Singapore has consistently tried in multifarious ways to achieve its dream of becoming a fashion city. In 1981, Singapore Department of Trade organised the first overseas fashion mission, with seven designers and local manufacturers travelling to San Francisco and Los Angeles to sell “Singapore high fashion”. 5 Soon after, the first major local fashion event, Singapore Apparel ‘83, was put together by the Singapore Textile and Garment Manufacturers’ Association (STGMA), with support from the Economic Development Board (EDB), the Department of Trade, Singapore Tourist Promotion Board (STPB) and assistance from Singapore Airlines. It aimed to sell the “Made-in-Singapore” label internationally, to stimulate a market for the fashion industry as well as for the government to brand Singapore as a global city through its cultural talents. The designers who took part were Thomas Wee, who is featured in this exhibition, Tan Yoong, Allan Chai, Corinne Low (of Cori Moreni), Benjamin Tay, Tenny Wong (of Mims), and artist-turned-batik-designer Seah Kim Joo. 6 These efforts, and many others over the years, have been featured in local publications such as The Straits Times and Her World, and follows Skov’s description of a nation’s efforts towards participating in the fashion world at large.

Jon Max Goh for Singapore Stories 2021. Image courtesy of Textile and Fashion Federation (Singapore).

□ □ □ □

[Brief 1]:
In the passage on Singapore's fashion ambitions, which association put together Singapore Apparel '83?
[Brief 2]:
Go on with the passage on Singapore's fashion ambitions, picking up right after its final line.

[Listed records]:
□ □ □ □

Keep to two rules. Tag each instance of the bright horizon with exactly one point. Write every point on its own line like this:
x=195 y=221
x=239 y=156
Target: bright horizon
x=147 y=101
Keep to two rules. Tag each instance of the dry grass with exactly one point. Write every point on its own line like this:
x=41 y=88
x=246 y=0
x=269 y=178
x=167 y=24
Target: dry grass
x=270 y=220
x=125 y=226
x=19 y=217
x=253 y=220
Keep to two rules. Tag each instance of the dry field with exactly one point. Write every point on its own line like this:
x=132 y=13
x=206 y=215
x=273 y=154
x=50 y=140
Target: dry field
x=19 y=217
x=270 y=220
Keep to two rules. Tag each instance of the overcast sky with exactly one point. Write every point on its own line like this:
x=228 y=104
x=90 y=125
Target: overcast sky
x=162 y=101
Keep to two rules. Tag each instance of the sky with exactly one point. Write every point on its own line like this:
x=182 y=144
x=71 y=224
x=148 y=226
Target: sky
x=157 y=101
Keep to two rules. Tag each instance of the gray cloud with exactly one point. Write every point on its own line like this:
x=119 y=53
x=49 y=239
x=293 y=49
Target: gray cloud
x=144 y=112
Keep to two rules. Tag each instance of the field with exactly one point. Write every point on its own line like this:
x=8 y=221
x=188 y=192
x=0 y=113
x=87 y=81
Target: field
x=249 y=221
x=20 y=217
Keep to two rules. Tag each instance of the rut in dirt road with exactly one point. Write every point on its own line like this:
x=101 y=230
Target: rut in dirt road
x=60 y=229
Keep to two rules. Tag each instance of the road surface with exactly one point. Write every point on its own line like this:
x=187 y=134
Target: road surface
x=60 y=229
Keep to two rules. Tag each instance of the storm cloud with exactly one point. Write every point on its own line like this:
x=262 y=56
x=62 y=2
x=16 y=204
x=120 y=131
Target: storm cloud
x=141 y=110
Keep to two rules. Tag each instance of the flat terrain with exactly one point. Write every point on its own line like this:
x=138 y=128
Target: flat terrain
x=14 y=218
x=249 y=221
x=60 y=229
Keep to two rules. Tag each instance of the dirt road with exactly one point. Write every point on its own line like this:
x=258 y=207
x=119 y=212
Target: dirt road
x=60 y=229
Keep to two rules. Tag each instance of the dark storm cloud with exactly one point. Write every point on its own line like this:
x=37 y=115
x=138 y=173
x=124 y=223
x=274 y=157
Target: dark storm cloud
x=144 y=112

□ □ □ □

[Output 1]:
The Singapore Textile and Garment Manufacturers' Association (STGMA).

[Output 2]:
As a further example of how stakeholders come together to push the industry forward, I would like to highlight the value of competitions to bolster the careers of fashion designers. Wee was a finalist in the first Young Designer Fashion Award offered by Her World magazine in 1978, for example, and Harry Halim won the Asian Young Fashion Designers Contest in 2006. More recently, Latika Balachander, a LASALLE College of the Arts alumnus, was Men’s Folio Designer of the Year 2020, and Jon Max Goh won Singapore Stories 2021, put together by the Textile and Fashion Federation of Singapore. These organised efforts provided by the local fashion community have all helped in significant ways to move the designers careers forward, by giving them a platform to show their work, and connecting them more closely with the industry at home and beyond. In doing so, the Singapore fashion industry can move forward as a whole.

Jon Max Goh, Kennie Ting, Director, Asian Civilisations Museum and Ho Se Mun, CEO, Textile and Fashion Federation (Singapore). Image courtesy of Textile and Fashion Federation (Singapore).

Both iterations of #SGFASHIONNOW document and interpret at least part of the Singapore fashion “dream” and its realisations. It is also an intentional gathering of the designers, museum curators and other professionals, students and educators to collaboratively contribute to the achievement of this dream. We hope you will enjoy #SGFASHIONNOW in this spirit.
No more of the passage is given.